## WHAT YOU ARE ASKED TO DO
Please filter the entries for the word "instance" and copy every line that has it.

[Source records]
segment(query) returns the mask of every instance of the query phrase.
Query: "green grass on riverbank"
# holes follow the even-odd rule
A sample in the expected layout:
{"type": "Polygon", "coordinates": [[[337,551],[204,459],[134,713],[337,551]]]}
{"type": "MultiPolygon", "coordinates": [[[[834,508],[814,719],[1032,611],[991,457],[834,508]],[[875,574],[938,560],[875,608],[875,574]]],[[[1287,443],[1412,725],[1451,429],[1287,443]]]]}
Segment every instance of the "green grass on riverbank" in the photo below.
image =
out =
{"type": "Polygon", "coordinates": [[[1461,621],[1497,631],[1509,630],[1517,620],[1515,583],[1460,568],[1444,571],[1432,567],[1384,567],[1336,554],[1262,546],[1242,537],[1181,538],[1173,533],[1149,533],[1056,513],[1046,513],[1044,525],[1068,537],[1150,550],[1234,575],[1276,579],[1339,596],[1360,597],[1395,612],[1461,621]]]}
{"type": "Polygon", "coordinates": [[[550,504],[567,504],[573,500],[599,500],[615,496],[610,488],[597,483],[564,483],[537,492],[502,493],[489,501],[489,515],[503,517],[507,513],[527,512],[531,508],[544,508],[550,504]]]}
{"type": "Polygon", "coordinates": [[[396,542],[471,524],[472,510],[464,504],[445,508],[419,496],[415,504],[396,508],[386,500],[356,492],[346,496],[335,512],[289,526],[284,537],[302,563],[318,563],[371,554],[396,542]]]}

## WRITTEN RESPONSE
segment(query) returns the mask of every instance of the query phrase.
Segment every instance of the "green grass on riverbank" in the photo below.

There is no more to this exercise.